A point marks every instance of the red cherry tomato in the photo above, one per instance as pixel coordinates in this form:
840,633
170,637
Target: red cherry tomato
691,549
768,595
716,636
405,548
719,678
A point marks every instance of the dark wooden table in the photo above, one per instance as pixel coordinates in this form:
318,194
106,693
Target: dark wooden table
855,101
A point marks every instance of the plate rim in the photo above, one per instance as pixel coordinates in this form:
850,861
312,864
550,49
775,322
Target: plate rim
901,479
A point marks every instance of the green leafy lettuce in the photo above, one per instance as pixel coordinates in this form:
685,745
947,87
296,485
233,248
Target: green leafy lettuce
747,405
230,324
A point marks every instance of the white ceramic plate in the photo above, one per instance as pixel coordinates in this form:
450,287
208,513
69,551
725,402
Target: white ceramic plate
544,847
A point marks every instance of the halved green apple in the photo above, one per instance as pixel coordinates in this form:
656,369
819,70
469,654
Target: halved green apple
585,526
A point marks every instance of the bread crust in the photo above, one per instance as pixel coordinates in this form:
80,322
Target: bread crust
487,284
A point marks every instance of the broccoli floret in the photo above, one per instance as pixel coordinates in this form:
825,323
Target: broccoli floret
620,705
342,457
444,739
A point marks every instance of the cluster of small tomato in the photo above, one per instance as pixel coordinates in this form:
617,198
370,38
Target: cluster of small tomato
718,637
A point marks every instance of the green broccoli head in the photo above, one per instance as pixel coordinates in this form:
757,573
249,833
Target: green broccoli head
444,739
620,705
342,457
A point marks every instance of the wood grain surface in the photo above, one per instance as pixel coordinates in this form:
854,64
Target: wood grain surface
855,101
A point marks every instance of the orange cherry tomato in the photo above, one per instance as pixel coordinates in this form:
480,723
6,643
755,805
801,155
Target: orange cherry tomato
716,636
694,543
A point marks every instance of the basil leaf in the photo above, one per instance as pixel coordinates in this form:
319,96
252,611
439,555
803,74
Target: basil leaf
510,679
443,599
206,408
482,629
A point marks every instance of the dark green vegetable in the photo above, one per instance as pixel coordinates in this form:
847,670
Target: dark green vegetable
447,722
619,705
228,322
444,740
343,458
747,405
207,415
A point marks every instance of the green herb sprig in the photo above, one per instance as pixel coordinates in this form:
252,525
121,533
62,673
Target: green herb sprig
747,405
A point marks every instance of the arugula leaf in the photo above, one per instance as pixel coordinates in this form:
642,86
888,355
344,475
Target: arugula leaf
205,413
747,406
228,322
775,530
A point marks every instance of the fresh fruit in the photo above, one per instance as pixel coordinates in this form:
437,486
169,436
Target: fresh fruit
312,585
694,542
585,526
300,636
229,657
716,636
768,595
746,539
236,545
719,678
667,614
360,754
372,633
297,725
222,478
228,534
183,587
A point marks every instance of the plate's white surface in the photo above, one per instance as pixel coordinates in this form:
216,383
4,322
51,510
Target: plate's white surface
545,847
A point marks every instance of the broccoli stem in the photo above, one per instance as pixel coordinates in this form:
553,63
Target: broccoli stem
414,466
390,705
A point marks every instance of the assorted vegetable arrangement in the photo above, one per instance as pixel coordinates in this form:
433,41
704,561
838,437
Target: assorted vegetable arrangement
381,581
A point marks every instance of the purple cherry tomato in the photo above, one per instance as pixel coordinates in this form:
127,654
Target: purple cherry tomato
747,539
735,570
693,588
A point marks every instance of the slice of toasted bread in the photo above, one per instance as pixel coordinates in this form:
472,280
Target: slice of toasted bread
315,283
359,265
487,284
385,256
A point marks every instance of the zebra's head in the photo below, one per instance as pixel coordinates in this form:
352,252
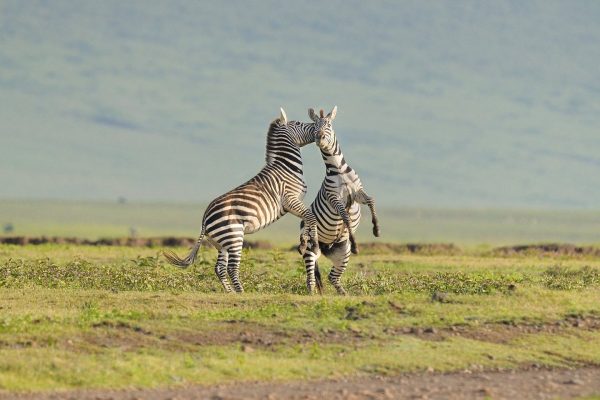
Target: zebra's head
324,133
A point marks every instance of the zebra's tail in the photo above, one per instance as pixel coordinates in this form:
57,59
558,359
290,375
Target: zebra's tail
318,278
174,259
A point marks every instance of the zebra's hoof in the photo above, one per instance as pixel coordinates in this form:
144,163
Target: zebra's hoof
302,248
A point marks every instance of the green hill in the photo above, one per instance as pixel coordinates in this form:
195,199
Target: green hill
444,104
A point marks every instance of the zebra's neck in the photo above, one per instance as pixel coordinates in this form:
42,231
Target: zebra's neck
284,142
335,164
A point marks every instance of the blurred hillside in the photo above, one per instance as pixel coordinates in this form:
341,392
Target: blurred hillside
445,104
93,220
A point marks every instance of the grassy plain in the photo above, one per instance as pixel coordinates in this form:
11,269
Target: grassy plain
82,317
465,227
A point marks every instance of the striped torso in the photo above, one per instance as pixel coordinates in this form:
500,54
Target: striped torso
344,181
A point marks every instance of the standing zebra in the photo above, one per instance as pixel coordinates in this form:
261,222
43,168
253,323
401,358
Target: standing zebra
277,189
336,208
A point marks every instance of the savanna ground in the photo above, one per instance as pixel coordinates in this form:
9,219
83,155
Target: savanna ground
440,323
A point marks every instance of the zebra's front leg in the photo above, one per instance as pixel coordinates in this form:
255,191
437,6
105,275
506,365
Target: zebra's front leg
339,257
310,261
221,269
363,198
297,207
336,202
233,267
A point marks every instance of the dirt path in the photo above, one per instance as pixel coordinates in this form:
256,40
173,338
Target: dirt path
532,384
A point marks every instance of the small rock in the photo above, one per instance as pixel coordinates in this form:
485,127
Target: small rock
573,381
247,349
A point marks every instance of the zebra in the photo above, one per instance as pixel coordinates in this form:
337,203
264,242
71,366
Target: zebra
277,189
336,208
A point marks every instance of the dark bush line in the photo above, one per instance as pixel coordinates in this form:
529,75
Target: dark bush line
559,249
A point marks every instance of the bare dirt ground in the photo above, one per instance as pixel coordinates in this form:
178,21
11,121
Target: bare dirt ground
529,384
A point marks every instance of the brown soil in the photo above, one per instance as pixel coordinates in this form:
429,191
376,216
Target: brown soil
504,332
528,384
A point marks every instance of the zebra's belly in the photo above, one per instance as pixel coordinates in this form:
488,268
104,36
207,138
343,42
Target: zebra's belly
335,231
256,224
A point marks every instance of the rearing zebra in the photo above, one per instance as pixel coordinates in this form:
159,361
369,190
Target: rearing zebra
277,189
336,208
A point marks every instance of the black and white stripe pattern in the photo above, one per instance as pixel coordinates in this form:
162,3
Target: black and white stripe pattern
336,208
277,189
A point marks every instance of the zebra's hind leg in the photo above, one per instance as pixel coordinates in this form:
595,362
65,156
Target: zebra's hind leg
310,261
233,266
339,256
221,269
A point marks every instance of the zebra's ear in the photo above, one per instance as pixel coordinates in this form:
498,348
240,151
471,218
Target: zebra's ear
282,117
331,115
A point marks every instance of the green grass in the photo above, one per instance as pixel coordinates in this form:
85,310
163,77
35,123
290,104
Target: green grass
82,317
464,227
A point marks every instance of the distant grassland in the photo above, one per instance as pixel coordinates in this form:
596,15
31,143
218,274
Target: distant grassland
464,227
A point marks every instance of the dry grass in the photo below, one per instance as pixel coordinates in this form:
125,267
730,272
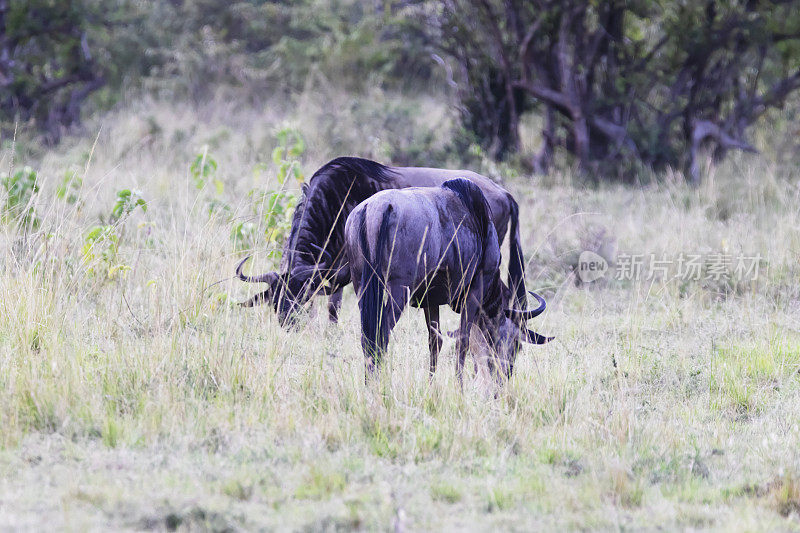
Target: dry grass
143,399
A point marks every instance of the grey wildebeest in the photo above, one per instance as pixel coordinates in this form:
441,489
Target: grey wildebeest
313,262
434,246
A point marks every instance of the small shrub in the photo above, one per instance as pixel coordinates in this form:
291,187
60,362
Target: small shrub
69,188
446,492
20,188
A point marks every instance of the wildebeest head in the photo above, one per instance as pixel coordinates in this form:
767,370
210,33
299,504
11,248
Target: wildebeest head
504,334
280,293
286,293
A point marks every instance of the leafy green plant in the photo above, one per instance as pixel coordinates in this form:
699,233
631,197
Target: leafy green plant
204,168
274,207
101,242
69,188
127,202
20,188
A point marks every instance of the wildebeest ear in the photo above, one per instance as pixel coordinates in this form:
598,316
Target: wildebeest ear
534,338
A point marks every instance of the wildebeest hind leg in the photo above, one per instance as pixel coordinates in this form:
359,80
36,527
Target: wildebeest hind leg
390,314
334,304
434,336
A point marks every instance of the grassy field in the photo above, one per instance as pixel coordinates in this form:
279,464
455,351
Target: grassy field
134,395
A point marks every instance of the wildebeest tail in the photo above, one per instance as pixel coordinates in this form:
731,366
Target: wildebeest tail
373,285
516,262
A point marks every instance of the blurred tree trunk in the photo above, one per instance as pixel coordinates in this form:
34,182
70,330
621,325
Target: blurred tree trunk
46,66
630,83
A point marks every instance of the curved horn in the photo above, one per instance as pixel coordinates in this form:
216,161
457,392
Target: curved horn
535,338
257,299
268,277
527,315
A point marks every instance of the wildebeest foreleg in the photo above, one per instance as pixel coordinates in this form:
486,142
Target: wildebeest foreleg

++++++++

## EXERCISE DIRECTIONS
Begin with the line that contains "A point marks every instance of the small shrub" and quote each line after it exactly, stopping after the last line of the data.

## EXERCISE RESULT
A point marks every instance of the small shrub in the photo above, one per instance as pixel coordinates in this form:
291,187
60,362
Target: small shrub
69,188
446,492
20,188
A point marks every instance of the wildebeest head in the photo above, one per instance as pixel coordinates in this form:
767,370
210,33
299,504
11,248
Target: wildebeest head
504,334
280,293
286,293
A point marks every instance of the leafy green plant in the photo above, one per instance as pixel coordinates in this form:
699,233
631,197
Target: leafy green plant
204,168
274,207
101,242
69,188
127,202
20,188
A point marks every instance of the wildebeest ear in the photo above, one per instance as pixel coordinates in this form:
598,316
Target: wildebeest ear
534,338
A point marks every instance of the wildebeest hind leg in the photo above, one per instance as pixel coordinates in this form:
359,80
36,527
Target: wildebeest hind leg
390,314
334,304
434,336
A point marks every instance of the grassy field in the photo above, one per instance as pixel coordinates in this form:
279,464
455,351
Target: grassy field
134,395
A point marks every instance of the wildebeest tail in the photo above, one per instance as pixel coordinates in this form:
731,366
Target: wildebeest tail
373,285
516,262
A point marks every instance of the blurred tree trunk in the photo above, one per instance as pixel coordinates in this form:
34,182
70,330
621,325
Target: blurred tree trunk
46,66
630,83
A point marks every instance of the curved horn in the photo above, one per instance as pixel coordinates in this form:
216,161
457,392
Target: curved horn
535,338
257,299
268,277
527,315
A point marks every instance of the wildebeest foreleg in the photo above, one per instance as pixel coordinates in this form:
486,142
Target: wildebeest foreleg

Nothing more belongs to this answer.